List all lines of the data containing the word "like".

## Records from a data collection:
================

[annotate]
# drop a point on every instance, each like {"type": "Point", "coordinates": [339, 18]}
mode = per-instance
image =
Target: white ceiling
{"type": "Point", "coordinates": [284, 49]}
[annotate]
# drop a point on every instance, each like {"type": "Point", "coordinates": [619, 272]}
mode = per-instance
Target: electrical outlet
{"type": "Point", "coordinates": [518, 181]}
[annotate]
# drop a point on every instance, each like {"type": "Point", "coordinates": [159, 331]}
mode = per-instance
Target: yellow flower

================

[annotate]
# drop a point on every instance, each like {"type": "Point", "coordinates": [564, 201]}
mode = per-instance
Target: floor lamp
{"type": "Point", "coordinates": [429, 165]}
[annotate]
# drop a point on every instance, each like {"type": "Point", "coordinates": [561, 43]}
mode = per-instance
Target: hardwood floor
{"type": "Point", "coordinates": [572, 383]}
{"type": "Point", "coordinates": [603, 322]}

================

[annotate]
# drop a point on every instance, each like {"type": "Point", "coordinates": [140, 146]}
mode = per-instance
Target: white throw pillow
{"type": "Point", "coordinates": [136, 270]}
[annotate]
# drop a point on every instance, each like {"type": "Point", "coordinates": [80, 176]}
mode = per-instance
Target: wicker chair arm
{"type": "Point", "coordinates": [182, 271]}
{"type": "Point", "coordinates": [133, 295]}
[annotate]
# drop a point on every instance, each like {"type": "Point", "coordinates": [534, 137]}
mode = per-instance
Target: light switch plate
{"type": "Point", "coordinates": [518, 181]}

================

## Task solution:
# drop a point on every instance, each like {"type": "Point", "coordinates": [339, 18]}
# drop a point on every instance, each like {"type": "Point", "coordinates": [619, 272]}
# drop a point on every instance, each like {"type": "Point", "coordinates": [159, 331]}
# drop a point on every instance, each like {"type": "Point", "coordinates": [564, 201]}
# drop a point on every instance, each like {"type": "Point", "coordinates": [561, 43]}
# drop a point on every instance, each like {"type": "Point", "coordinates": [140, 146]}
# drop a point on every instance, each like {"type": "Point", "coordinates": [80, 176]}
# drop a point on every instance, each like {"type": "Point", "coordinates": [534, 137]}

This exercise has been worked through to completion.